## begin Excerpted records

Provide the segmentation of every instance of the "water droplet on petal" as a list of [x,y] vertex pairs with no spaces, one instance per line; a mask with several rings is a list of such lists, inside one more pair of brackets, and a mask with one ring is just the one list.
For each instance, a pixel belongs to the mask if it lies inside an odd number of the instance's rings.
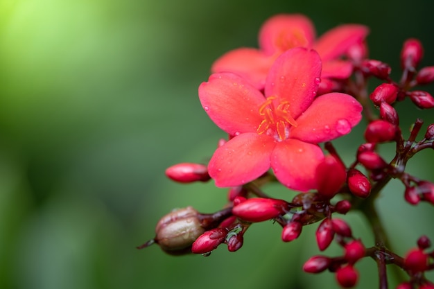
[[341,134],[346,134],[351,131],[351,123],[345,119],[340,119],[336,123],[336,131]]

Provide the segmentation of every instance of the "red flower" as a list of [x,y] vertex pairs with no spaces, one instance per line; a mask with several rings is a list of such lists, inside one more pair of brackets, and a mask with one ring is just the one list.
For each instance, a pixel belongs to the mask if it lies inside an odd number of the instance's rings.
[[275,60],[288,49],[315,49],[324,62],[322,78],[347,78],[352,72],[349,62],[338,60],[351,46],[360,44],[368,33],[363,25],[341,25],[330,30],[317,41],[315,28],[306,17],[277,15],[267,20],[259,31],[259,49],[232,50],[213,64],[213,72],[230,71],[248,80],[259,89],[264,87],[268,70]]
[[271,167],[288,188],[315,187],[315,169],[324,159],[318,143],[349,133],[361,119],[353,97],[331,93],[315,98],[321,61],[303,48],[284,53],[271,67],[265,96],[244,78],[214,73],[199,87],[211,119],[234,137],[208,164],[220,187],[243,184]]

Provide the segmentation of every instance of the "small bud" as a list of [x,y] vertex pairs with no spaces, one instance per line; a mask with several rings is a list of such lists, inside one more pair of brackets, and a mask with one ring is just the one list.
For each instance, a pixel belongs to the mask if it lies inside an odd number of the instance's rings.
[[227,230],[223,228],[211,229],[200,235],[191,246],[191,252],[194,254],[209,253],[223,243]]
[[365,246],[358,240],[349,242],[345,247],[345,258],[350,264],[354,264],[365,256]]
[[340,161],[334,157],[328,155],[317,166],[315,177],[318,193],[331,199],[345,182],[347,173]]
[[175,182],[191,183],[207,182],[211,179],[207,166],[200,164],[181,163],[168,168],[166,175]]
[[422,250],[428,249],[431,247],[431,240],[426,236],[422,236],[417,240],[417,247]]
[[281,239],[284,242],[290,242],[295,240],[302,234],[303,225],[296,221],[290,222],[284,227],[281,231]]
[[374,60],[363,60],[361,69],[365,74],[372,75],[382,80],[388,79],[392,71],[388,64]]
[[313,256],[303,265],[303,271],[308,273],[320,273],[329,268],[331,259],[325,256]]
[[333,230],[338,234],[344,237],[351,237],[352,232],[347,222],[342,219],[333,218],[331,220]]
[[410,99],[419,108],[434,107],[434,98],[426,91],[415,90],[410,92]]
[[253,198],[234,206],[232,213],[248,222],[262,222],[284,213],[287,207],[283,200]]
[[416,75],[419,85],[427,85],[434,81],[434,67],[424,67]]
[[335,211],[342,215],[346,214],[351,209],[351,203],[347,200],[342,200],[336,203]]
[[354,287],[358,279],[358,273],[351,265],[340,267],[336,270],[336,280],[345,288]]
[[428,255],[420,249],[412,249],[404,257],[404,266],[412,272],[423,272],[428,267]]
[[379,170],[388,165],[375,152],[363,152],[357,156],[357,160],[368,170]]
[[381,103],[393,103],[398,96],[398,87],[392,83],[383,83],[374,89],[370,95],[370,98],[376,106]]
[[422,59],[424,49],[420,42],[410,38],[403,44],[401,51],[401,66],[403,69],[413,71]]
[[330,219],[326,218],[320,224],[316,230],[316,242],[321,251],[326,249],[331,243],[335,231]]
[[380,105],[380,116],[392,125],[399,125],[399,117],[397,110],[388,103],[383,102]]
[[383,143],[395,138],[397,127],[381,119],[371,122],[365,131],[365,139],[369,143]]
[[371,193],[371,183],[360,170],[351,168],[348,171],[348,189],[353,195],[359,198],[367,198]]

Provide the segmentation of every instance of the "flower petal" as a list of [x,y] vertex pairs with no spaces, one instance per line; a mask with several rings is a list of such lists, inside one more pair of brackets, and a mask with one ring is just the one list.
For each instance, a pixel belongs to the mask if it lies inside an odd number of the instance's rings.
[[321,60],[316,51],[295,48],[282,53],[270,69],[266,96],[288,101],[291,116],[297,119],[312,103],[320,82]]
[[369,28],[363,25],[340,25],[329,30],[317,40],[313,49],[322,61],[336,58],[345,53],[352,45],[363,40]]
[[300,14],[277,15],[268,19],[259,31],[259,47],[266,55],[294,47],[310,47],[315,39],[311,20]]
[[318,146],[289,139],[276,145],[271,155],[271,167],[282,184],[306,191],[315,189],[316,168],[323,159]]
[[234,73],[212,74],[199,86],[199,98],[209,118],[229,134],[256,132],[263,120],[259,107],[263,96]]
[[312,143],[348,134],[361,121],[362,105],[352,96],[338,92],[318,96],[297,119],[290,137]]
[[275,143],[265,134],[241,134],[218,148],[208,164],[208,173],[218,187],[252,181],[270,168]]
[[258,49],[241,48],[219,58],[211,69],[215,72],[232,72],[249,80],[258,89],[263,89],[268,70],[275,58]]

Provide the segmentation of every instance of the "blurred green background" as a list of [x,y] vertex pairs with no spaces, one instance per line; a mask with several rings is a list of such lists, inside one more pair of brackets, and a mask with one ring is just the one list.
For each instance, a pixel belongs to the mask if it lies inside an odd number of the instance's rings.
[[[369,26],[370,56],[390,63],[396,78],[406,38],[420,39],[422,65],[434,64],[433,5],[0,0],[0,288],[337,288],[331,274],[302,272],[318,253],[314,226],[284,244],[277,225],[257,224],[241,250],[222,246],[208,258],[135,247],[153,238],[158,219],[173,208],[207,213],[225,204],[226,190],[175,184],[164,173],[177,162],[205,161],[224,137],[197,96],[215,59],[257,46],[258,30],[271,15],[301,12],[318,35],[343,23]],[[403,128],[416,117],[434,122],[432,112],[408,103],[398,110]],[[348,162],[362,132],[336,142]],[[393,155],[392,146],[383,148]],[[433,160],[432,150],[423,152],[408,170],[434,181]],[[405,204],[403,191],[392,182],[379,202],[401,254],[422,234],[434,239],[432,206]],[[372,244],[363,219],[345,219]],[[357,268],[358,288],[377,287],[374,262]]]

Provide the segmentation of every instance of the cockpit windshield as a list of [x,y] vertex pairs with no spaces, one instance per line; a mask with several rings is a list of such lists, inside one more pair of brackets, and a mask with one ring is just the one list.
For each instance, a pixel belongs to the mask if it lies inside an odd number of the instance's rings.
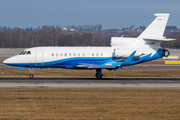
[[19,55],[31,55],[31,51],[22,51]]

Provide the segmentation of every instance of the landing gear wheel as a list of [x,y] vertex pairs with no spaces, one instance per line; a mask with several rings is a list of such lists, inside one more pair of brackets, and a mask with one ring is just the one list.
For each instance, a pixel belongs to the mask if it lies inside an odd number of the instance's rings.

## end Excerpted records

▶ _Stated problem_
Could you print all of the records above again word for word, leaving the pictures out?

▶ _Result_
Provide the segmentation of every instance of the "water droplet on petal" as a list of [x,y] vertex pairs with no spaces, one instance per line; a mask with several rings is a list of such lists, inside one more pair of brackets, and a mask with one ring is just the one list.
For each instance, a pixel belongs to the mask if it lies inside an odd number of the instance's rings.
[[341,134],[346,134],[351,131],[351,123],[345,119],[340,119],[336,123],[336,131]]

Provide the segmentation of every instance of the "red flower" as a list of [x,y] vertex pairs with no spaces, one instance per line; a mask with several rings is a list of such lists, inside one more pair of brackets, and a mask with one ring is just the one list.
For each instance, a pixel belongs to the mask if it lies inside an odd number of the instance's rings.
[[275,60],[288,49],[315,49],[324,62],[322,78],[347,78],[352,72],[349,62],[338,60],[351,46],[360,44],[368,33],[363,25],[341,25],[330,30],[317,41],[315,28],[306,17],[277,15],[267,20],[259,31],[259,49],[232,50],[213,64],[213,72],[230,71],[248,80],[259,89],[264,87],[268,70]]
[[271,167],[288,188],[315,187],[315,169],[324,159],[318,143],[349,133],[361,119],[353,97],[331,93],[315,98],[321,61],[303,48],[284,53],[271,67],[265,96],[244,78],[214,73],[199,87],[211,119],[234,137],[208,164],[220,187],[243,184]]

Provide the segmentation of every instance of the "small bud" as a list of [x,y] vertex pairs with no spaces, one instance per line; a mask with several rings is a list of such lists, inside one more pair of brackets, and a mask with one ring is just the one list.
For each instance, a pixel belongs to the mask if it lies inside an odd number of the instance's rings.
[[227,230],[223,228],[211,229],[200,235],[191,246],[191,252],[194,254],[209,253],[223,243]]
[[365,246],[358,240],[349,242],[345,247],[345,258],[350,264],[354,264],[365,256]]
[[340,161],[334,157],[328,155],[317,166],[315,177],[318,193],[331,199],[345,182],[347,173]]
[[175,182],[191,183],[207,182],[211,179],[207,166],[200,164],[181,163],[168,168],[166,175]]
[[422,250],[428,249],[431,247],[431,240],[426,236],[422,236],[417,240],[417,247]]
[[281,239],[284,242],[290,242],[295,240],[302,234],[303,225],[296,221],[290,222],[284,227],[281,231]]
[[374,60],[363,60],[361,69],[365,74],[372,75],[382,80],[388,79],[392,71],[388,64]]
[[313,256],[303,265],[303,271],[308,273],[320,273],[329,268],[331,259],[325,256]]
[[333,230],[338,234],[344,237],[351,237],[352,232],[347,222],[342,219],[333,218],[331,220]]
[[410,99],[419,108],[434,107],[434,98],[426,91],[415,90],[410,92]]
[[253,198],[234,206],[232,213],[248,222],[262,222],[284,213],[287,207],[283,200]]
[[416,75],[419,85],[427,85],[434,81],[434,67],[424,67]]
[[335,211],[342,215],[346,214],[351,209],[351,203],[347,200],[342,200],[336,203]]
[[354,287],[358,279],[358,273],[351,265],[340,267],[336,270],[336,280],[345,288]]
[[428,255],[420,249],[412,249],[404,257],[404,266],[412,272],[423,272],[428,267]]
[[379,170],[388,165],[375,152],[363,152],[357,156],[357,160],[368,170]]
[[381,103],[393,103],[398,96],[398,87],[392,83],[383,83],[374,89],[370,95],[370,98],[376,106]]
[[422,59],[424,49],[420,42],[410,38],[403,44],[401,51],[401,66],[403,69],[413,71]]
[[330,219],[326,218],[320,224],[316,230],[316,242],[321,251],[326,249],[331,243],[335,231]]
[[380,105],[380,116],[392,125],[399,125],[399,117],[397,110],[388,103],[383,102]]
[[383,143],[395,138],[397,127],[381,119],[371,122],[365,131],[365,139],[369,143]]
[[371,193],[371,183],[360,170],[351,168],[348,171],[348,189],[353,195],[359,198],[367,198]]

Provide the segmentation of every instance of the "flower petal" as a list of [x,y] vertex pairs with no spaces, one instance per line; a mask with several rings is a list of such lists, inside one more pair of brackets, and a mask with one ring is just the one list.
For each instance, a pixel belongs to the mask if it lies inside an odd number of the instance's rings.
[[321,60],[316,51],[295,48],[282,53],[270,69],[266,96],[288,101],[291,116],[297,119],[312,103],[320,82]]
[[369,28],[363,25],[340,25],[329,30],[317,40],[313,49],[322,61],[336,58],[345,53],[352,45],[363,40]]
[[300,14],[277,15],[268,19],[259,31],[259,47],[266,55],[294,47],[310,47],[315,39],[311,20]]
[[318,146],[289,139],[276,145],[271,155],[271,167],[282,184],[306,191],[315,189],[316,168],[323,159]]
[[234,73],[212,74],[199,86],[199,98],[209,118],[229,134],[256,132],[263,120],[259,107],[263,96]]
[[312,143],[348,134],[361,121],[362,105],[352,96],[338,92],[318,96],[297,119],[290,137]]
[[275,143],[265,134],[241,134],[218,148],[208,164],[208,173],[218,187],[252,181],[270,168]]
[[258,49],[241,48],[219,58],[211,69],[215,72],[232,72],[249,80],[258,89],[263,89],[268,70],[275,58]]

Provide the segmentation of every instance of the "blurred green background" as a list of [x,y] vertex pairs with no spaces, one instance per line; a mask with several rings is a list of such lists, inside one more pair of brackets, and a mask with one ring is just the one list.
For each instance, a pixel belongs to the mask if it lies inside an odd number of the instance's rings.
[[[369,26],[370,56],[390,63],[396,78],[406,38],[420,39],[422,65],[434,64],[433,5],[0,0],[0,288],[337,288],[331,274],[302,272],[318,253],[314,226],[284,244],[277,225],[257,224],[241,250],[222,246],[208,258],[135,247],[153,238],[158,219],[173,208],[207,213],[225,204],[226,190],[175,184],[164,173],[177,162],[205,161],[224,137],[197,96],[215,59],[257,46],[258,30],[271,15],[301,12],[318,35],[343,23]],[[403,128],[416,117],[434,122],[432,112],[408,103],[398,110]],[[348,162],[362,132],[336,142]],[[393,155],[392,146],[383,148]],[[433,160],[432,150],[423,152],[408,170],[434,181]],[[405,204],[403,191],[392,182],[379,202],[401,254],[422,234],[434,239],[432,206]],[[372,244],[363,219],[345,219]],[[357,268],[358,288],[377,287],[374,262]]]

Provide the segmentation of every instance of the cockpit windshield as a list of [x,y] vertex pairs with no spaces, one instance per line; a mask with several rings is a list of such lists, inside one more pair of brackets, and a mask with one ring is just the one list.
For each instance, a pixel belongs to the mask if it lies inside an odd number of the instance's rings.
[[19,55],[31,55],[31,51],[22,51]]

Provide the segmentation of every instance of the landing gear wheel as a list of [x,y] vertex pairs with no spaces, one instance per line; a mask with several rings is a list of such lists, inside one more pair of brackets, and a mask with one ring is just the one list.
For each instance, a pixel belongs to the mask if it lies inside an odd number of the instance's rings.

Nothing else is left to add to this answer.